- [課題一覧]:
1. 1913年の卒業式についての本文にある次の一文を英語に訳せ。「東京女子高等師範学校は、現在のお茶の水女子大学の前身となった学校です。」
2. 1913年の卒業式についての本文を、「冒頭の校歌から始まり、卒業証」から「子大学の教授も務めています。」まで（その語句も含む）書き出せ。その際、「卒業者氏名表」を「卒業生名簿」と呼び替えること。

- [本文抜粋]:
1913年の卒業式
2024年08月31日卒業式で合唱曲を歌ったことがある方は少なくないと思います。スタッフもその一人です。
学校が遠ざかるにつれて色々な記憶がだんだんと薄れていくのに、歌った唱歌のフレーズだけはふとした瞬間に蘇るので不思議なものです。
画像は1913年3月に行われた、東京女子高等師範学校の卒業証書授与式次第です。
冒頭の校歌から始まり、卒業証書授与を間に挟んで唱歌、そして式の終わりにも唱歌という構成になっています。
いつ頃生じた慣習なのかは分かりませんが、この時期にはもうすでに卒業式のプログラムで合唱が重用されるようになっていたのかもしれませんね。
東京女子高等師範学校は、現在のお茶の水女子大学の前身となった学校です。
他校の卒業式式次第がなぜ東邦大学の資料室にあるのかと言いますと、実は額田晉先生の妻、賀古かつら氏が卒業生だからです。
同封の第二十四回卒業者氏名表にて、付属高等女学校卒業者の項にその名前が見えます。
卒業者氏名表以外にも、学校の詳細な構内図を印刷した紙などが一緒にまとめられていますので、これらの資料は、ひょっとしたら式に参観する保護者に配布されたものだったのかもしれません。
ところでこの卒業者氏名表には、女性科学史上の著名人が複数記載されています。
一人は研究科修了の牧田らく(敬称略、以下同)。
研究科を修了したこの年、日本で最初の女子大学生の一人として、東北帝国大学理科大学数学科に入学しました。また、1916年には同大学を卒業し、日本で初めて理学士号を持つ女性の一人ともなりました。
もう一人は理科卒業の辻村みちよです。
1932年に国内では女性として初めて農学博士号を取得しました。緑茶の成分の研究が著名で、戦後はお茶の水女子大学の教授も務めています。
おそらくたまたまではあるのですが、これら女性科学者の先駆けとなった女性たちと、後にその配偶者が医学、薬学、理学女子専門学校を設立することとなった賀古かつら氏とが共に一枚の紙、ある年の卒業者一覧に記載されていることに、興味を惹かれます。むしろそれが偶然の結果であることこそに、時代の趨勢のようなものが映して出されていると言えるかもしれません。

- [コレクションから抜粋した記録]:
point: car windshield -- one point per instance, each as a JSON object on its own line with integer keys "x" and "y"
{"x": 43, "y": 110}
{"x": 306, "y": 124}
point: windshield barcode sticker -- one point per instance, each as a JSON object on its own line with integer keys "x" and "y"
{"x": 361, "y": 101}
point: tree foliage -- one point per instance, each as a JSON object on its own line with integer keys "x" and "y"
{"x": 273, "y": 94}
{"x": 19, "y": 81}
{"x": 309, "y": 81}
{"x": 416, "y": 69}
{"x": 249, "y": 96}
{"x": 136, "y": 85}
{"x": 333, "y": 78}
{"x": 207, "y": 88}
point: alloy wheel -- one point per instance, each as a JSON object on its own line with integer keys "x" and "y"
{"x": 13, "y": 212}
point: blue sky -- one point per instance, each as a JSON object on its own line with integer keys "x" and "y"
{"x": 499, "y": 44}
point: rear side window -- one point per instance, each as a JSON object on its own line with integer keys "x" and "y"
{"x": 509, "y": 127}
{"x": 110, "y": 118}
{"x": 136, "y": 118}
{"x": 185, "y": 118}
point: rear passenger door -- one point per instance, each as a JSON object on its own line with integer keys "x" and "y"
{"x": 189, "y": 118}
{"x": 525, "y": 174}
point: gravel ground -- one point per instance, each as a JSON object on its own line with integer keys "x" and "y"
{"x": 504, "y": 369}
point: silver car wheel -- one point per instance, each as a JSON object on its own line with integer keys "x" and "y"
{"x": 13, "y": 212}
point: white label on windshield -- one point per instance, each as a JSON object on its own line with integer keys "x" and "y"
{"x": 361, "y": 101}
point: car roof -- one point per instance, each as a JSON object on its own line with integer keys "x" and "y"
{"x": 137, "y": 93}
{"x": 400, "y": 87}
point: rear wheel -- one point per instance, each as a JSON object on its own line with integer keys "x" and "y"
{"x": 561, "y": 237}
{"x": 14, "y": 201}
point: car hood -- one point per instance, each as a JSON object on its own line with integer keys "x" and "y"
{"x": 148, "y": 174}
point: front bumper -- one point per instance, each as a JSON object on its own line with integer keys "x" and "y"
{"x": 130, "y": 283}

- [解答一覧]:
1. Tokyo Women's Higher Normal School was the predecessor of present-day Ochanomizu University.

2.
冒頭の校歌から始まり、卒業証書授与を間に挟んで唱歌、そして式の終わりにも唱歌という構成になっています。
いつ頃生じた慣習なのかは分かりませんが、この時期にはもうすでに卒業式のプログラムで合唱が重用されるようになっていたのかもしれませんね。
東京女子高等師範学校は、現在のお茶の水女子大学の前身となった学校です。
他校の卒業式式次第がなぜ東邦大学の資料室にあるのかと言いますと、実は額田晉先生の妻、賀古かつら氏が卒業生だからです。
同封の第二十四回卒業生名簿にて、付属高等女学校卒業者の項にその名前が見えます。
卒業生名簿以外にも、学校の詳細な構内図を印刷した紙などが一緒にまとめられていますので、これらの資料は、ひょっとしたら式に参観する保護者に配布されたものだったのかもしれません。
ところでこの卒業生名簿には、女性科学史上の著名人が複数記載されています。
一人は研究科修了の牧田らく(敬称略、以下同)。
研究科を修了したこの年、日本で最初の女子大学生の一人として、東北帝国大学理科大学数学科に入学しました。また、1916年には同大学を卒業し、日本で初めて理学士号を持つ女性の一人ともなりました。
もう一人は理科卒業の辻村みちよです。
1932年に国内では女性として初めて農学博士号を取得しました。緑茶の成分の研究が著名で、戦後はお茶の水女子大学の教授も務めています。